By Gene Quinn on April 5, 2011

International trademark activity recovered during 2010, according to the World Intellectual Property Organization (WIPO), which received 39,687 applications under the 85-member Madrid System for the International Registration of Trademarks (“the Madrid system”). This increase in application from 2009 to 2010 represents a 12.8% rate of growth. Growth was the largest for the Republic of Korea (+42.2%), China (+42%), Italy (+38.7%), United States of America (+29.6%), European Union (+26.9%) and Japan (+20.2%).

Similarly, international trademark registrations were also up, rising 4.5% in 2010 compared with 2009. The total number of international trademark registrations for 2010 were 37,533. WIPO also announced 21,949 international trademark renewals in 2010, representing an increase of 14.1% compared with 2009. In fact, according to Francis Gurry, WIPO Director General, “International trademark activity has rebounded and has nearly recovered the ground lost in 2009.”

The WIPO-administered Madrid System for the International Registration of Marks offers a trademark owner the possibility of having a mark protected in up to 85 countries by filing one application, in one language (English, French or Spanish), with one set of fees, in one currency (Swiss Francs). Applicants wishing to use the Madrid system must first apply for trademark protection in a relevant national or regional trademark office before seeking international protection.

An international registration under the Madrid system produces the same effects as an application for registration of the mark in each of the contracting parties designated by the applicant. If protection is not refused by the trademark office of a designated contracting party, the status of the mark is the same as if it had been registered by that office. Thereafter, the international registration can be maintained and renewed through a single procedure. Thus, the system provides a cost-effective and efficient way for trademark holders to secure and maintain protection for their marks in multiple countries.

[INSTRUCTIONS FOR THE TASK] Copy out the section of the trademark article that begins with "International trademark activity recovered" and ends with "and Japan (+20.2%).", keeping every word unchanged.

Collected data

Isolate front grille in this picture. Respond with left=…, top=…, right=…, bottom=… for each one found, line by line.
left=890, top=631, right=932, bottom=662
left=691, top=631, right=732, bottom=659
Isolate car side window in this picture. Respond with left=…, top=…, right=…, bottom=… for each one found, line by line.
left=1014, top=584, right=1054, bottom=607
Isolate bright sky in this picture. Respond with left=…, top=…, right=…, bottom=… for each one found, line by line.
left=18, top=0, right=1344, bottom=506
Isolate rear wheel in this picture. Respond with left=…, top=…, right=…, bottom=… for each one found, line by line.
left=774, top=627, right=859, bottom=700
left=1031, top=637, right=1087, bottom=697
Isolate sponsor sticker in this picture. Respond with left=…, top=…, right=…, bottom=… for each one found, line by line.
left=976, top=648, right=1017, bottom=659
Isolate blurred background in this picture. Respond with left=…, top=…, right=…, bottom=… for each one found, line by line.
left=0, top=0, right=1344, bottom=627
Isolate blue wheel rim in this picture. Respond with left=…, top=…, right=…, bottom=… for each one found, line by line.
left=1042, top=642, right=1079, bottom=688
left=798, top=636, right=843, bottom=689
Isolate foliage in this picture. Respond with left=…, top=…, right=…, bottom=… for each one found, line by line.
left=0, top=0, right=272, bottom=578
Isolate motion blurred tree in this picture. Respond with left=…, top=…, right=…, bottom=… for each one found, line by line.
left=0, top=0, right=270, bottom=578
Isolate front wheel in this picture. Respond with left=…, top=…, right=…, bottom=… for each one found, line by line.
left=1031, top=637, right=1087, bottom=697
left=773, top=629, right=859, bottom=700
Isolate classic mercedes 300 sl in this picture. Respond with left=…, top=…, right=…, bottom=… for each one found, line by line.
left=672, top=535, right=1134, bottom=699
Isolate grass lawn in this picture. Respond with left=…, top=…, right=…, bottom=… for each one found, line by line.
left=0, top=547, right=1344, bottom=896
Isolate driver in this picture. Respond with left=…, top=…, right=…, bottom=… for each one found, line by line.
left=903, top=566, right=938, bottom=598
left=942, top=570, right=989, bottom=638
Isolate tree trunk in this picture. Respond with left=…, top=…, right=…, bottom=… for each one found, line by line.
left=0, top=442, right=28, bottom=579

[TASK RESPONSE]
International trademark activity recovered during 2010, according to the World Intellectual Property Organization (WIPO), which received 39,687 applications under the 85-member Madrid System for the International Registration of Trademarks (“the Madrid system”). This increase in application from 2009 to 2010 represents a 12.8% rate of growth. Growth was the largest for the Republic of Korea (+42.2%), China (+42%), Italy (+38.7%), United States of America (+29.6%), European Union (+26.9%) and Japan (+20.2%).